Region annotation entries:
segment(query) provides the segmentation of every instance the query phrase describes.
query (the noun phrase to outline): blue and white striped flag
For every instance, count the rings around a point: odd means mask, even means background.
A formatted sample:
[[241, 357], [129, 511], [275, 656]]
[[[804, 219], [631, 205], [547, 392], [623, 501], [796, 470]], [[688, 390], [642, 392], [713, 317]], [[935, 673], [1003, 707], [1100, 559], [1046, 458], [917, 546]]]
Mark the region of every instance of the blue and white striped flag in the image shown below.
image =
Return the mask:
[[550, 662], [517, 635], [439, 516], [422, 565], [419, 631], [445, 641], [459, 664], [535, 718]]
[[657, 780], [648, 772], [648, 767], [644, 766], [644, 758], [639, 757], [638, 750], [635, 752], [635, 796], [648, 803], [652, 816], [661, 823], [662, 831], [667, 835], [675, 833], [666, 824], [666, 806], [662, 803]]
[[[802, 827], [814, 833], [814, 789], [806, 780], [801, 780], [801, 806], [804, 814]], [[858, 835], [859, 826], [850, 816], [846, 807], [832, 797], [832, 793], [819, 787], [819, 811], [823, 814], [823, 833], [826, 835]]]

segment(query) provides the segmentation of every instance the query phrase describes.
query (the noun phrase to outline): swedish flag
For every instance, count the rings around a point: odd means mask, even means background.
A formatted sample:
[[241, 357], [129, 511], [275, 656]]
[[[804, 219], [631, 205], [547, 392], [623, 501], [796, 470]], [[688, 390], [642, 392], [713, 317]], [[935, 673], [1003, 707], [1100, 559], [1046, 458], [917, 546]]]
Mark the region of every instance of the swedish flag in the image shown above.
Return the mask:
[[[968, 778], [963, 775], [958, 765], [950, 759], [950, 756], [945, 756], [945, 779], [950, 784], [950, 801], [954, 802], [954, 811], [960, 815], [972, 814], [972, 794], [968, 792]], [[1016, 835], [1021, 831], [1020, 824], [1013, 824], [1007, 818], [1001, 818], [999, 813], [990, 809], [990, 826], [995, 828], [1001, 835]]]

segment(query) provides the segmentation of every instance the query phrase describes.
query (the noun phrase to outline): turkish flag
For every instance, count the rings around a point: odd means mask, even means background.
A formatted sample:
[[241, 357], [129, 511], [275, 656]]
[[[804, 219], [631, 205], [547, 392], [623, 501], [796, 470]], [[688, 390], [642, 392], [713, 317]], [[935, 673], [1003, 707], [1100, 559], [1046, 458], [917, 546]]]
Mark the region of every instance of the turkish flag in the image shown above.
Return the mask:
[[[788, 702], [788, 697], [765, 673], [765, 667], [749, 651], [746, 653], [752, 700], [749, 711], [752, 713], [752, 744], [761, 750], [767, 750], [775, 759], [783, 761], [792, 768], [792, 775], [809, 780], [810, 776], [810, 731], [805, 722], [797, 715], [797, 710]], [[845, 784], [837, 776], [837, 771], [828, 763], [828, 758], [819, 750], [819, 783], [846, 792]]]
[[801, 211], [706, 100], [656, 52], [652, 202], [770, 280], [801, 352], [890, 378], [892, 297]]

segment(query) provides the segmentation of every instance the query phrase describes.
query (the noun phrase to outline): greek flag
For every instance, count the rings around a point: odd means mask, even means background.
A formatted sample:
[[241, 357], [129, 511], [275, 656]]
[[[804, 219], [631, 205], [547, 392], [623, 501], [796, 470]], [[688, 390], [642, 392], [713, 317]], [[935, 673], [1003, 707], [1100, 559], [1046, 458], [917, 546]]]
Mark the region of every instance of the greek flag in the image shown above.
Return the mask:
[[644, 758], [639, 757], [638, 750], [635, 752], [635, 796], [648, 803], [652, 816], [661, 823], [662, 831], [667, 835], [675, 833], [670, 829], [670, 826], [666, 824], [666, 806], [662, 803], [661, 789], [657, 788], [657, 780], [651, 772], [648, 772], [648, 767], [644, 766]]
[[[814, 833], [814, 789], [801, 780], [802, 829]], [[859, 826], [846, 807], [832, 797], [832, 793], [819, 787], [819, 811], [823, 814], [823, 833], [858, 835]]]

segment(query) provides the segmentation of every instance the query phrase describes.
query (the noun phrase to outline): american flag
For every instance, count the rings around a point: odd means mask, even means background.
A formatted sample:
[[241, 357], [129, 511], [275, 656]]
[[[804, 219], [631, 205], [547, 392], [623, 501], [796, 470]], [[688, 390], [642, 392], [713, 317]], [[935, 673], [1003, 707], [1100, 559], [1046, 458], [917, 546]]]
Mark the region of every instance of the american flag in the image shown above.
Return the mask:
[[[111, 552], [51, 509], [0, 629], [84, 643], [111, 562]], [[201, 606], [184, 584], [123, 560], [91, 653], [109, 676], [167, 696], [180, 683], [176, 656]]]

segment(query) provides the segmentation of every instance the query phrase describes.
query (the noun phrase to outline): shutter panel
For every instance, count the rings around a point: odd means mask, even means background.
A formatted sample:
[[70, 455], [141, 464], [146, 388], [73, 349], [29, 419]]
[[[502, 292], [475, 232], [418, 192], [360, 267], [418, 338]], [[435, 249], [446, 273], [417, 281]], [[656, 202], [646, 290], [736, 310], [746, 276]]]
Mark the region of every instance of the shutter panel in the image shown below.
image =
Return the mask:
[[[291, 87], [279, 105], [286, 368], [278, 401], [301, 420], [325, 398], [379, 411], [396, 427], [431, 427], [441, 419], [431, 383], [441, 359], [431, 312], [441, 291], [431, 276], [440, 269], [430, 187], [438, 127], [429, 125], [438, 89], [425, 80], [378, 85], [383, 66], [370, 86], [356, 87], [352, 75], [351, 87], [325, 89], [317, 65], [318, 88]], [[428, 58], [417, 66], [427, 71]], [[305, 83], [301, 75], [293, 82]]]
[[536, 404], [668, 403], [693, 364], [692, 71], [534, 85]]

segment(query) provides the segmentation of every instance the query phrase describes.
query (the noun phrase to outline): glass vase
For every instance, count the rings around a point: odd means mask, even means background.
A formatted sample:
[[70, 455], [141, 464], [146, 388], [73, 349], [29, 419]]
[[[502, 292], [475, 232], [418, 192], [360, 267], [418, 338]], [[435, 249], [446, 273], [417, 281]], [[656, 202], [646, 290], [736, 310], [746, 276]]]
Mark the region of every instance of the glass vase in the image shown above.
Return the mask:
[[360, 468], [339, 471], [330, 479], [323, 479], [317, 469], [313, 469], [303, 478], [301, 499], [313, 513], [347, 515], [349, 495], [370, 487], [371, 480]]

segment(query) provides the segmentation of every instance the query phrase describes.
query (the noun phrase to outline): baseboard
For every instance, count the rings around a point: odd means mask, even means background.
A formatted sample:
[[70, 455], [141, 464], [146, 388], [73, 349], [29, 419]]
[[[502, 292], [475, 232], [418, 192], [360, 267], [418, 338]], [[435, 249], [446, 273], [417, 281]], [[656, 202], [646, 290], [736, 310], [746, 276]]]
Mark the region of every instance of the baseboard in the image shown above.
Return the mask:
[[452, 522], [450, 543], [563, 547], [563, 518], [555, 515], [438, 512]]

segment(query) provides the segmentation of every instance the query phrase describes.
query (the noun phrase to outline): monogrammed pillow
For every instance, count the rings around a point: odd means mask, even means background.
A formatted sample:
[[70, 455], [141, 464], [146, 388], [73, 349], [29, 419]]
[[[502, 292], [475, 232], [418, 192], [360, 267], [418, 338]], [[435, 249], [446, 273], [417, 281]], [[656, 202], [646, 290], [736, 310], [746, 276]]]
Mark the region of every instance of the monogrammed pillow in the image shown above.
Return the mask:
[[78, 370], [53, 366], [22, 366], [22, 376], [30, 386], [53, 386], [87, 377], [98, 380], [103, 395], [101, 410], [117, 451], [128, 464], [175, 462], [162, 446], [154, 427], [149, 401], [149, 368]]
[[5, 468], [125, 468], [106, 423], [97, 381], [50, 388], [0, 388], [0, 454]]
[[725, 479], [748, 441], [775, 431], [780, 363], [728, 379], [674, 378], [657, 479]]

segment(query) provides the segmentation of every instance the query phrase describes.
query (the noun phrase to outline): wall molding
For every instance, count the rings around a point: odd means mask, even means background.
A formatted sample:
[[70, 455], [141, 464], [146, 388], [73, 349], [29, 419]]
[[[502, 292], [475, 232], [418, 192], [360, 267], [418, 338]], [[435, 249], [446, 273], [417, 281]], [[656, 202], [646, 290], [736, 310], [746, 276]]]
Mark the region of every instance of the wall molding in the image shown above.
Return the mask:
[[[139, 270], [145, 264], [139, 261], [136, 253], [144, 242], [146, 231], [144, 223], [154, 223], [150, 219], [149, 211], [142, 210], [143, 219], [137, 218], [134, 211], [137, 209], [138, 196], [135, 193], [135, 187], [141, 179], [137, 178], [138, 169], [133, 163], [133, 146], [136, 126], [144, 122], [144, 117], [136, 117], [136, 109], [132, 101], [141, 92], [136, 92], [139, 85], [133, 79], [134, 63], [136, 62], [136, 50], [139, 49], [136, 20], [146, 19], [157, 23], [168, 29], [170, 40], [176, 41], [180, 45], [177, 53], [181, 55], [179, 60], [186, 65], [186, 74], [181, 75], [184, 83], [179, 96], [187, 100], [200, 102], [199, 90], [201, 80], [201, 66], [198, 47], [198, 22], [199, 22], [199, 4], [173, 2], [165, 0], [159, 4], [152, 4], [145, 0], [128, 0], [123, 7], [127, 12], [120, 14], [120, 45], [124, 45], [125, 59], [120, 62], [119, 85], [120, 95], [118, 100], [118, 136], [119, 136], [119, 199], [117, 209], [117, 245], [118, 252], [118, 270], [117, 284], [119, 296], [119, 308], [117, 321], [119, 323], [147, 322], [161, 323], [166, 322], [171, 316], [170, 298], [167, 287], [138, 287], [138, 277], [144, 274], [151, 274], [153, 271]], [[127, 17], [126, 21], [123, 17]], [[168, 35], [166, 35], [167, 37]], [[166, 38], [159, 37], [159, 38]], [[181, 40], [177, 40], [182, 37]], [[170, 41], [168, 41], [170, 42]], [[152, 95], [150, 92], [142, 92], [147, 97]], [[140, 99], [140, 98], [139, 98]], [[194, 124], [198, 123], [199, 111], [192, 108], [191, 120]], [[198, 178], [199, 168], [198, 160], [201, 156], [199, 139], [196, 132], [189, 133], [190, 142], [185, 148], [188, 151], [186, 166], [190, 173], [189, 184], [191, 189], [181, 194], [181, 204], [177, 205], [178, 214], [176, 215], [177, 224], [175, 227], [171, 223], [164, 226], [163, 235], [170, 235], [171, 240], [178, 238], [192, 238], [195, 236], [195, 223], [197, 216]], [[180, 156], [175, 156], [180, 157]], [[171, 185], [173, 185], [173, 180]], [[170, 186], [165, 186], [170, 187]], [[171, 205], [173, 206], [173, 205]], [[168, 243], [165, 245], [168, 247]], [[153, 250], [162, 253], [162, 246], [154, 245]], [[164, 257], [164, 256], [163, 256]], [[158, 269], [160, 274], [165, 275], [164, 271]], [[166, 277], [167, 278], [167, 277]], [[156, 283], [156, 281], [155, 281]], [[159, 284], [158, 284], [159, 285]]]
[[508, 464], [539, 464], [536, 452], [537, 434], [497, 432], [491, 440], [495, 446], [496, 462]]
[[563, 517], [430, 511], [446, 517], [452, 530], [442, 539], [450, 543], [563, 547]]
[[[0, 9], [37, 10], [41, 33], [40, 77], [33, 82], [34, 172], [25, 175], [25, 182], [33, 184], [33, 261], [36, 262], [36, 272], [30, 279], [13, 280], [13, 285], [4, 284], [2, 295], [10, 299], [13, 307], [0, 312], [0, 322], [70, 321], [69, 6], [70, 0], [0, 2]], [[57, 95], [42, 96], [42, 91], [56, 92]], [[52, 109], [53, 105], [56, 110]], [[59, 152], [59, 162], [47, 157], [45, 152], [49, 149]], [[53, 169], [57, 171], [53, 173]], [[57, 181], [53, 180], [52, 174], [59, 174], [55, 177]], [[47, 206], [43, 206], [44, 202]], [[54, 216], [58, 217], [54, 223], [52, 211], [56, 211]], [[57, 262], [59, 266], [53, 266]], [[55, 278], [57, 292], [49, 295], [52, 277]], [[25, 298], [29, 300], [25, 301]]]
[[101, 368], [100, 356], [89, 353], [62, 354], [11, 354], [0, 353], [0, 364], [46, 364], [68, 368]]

Task statement:
Can you put the lines of the listing above, from its very first line up to and including the line containing "664], [535, 718]]", into a JSON list of strings with one string per line and blank lines left out?

Right answer:
[
  "segment(query) provides the segmentation of every instance the query phrase describes.",
  "query (the noun phrase to outline): blue and white striped flag",
  "For every instance, count the rings around a point: odd means mask, even means background.",
  "A formatted sample:",
  "[[241, 357], [129, 511], [275, 656]]",
  "[[[804, 219], [631, 205], [547, 392], [623, 501], [796, 470]], [[688, 390], [642, 392], [713, 317]], [[935, 673], [1003, 707], [1100, 559], [1046, 458], [917, 546]]]",
  "Mark the region of every instance of the blue and white striped flag in the image shown below.",
  "image =",
  "Return the mask:",
  "[[550, 662], [517, 635], [439, 516], [422, 565], [419, 631], [445, 641], [459, 664], [535, 718]]"
]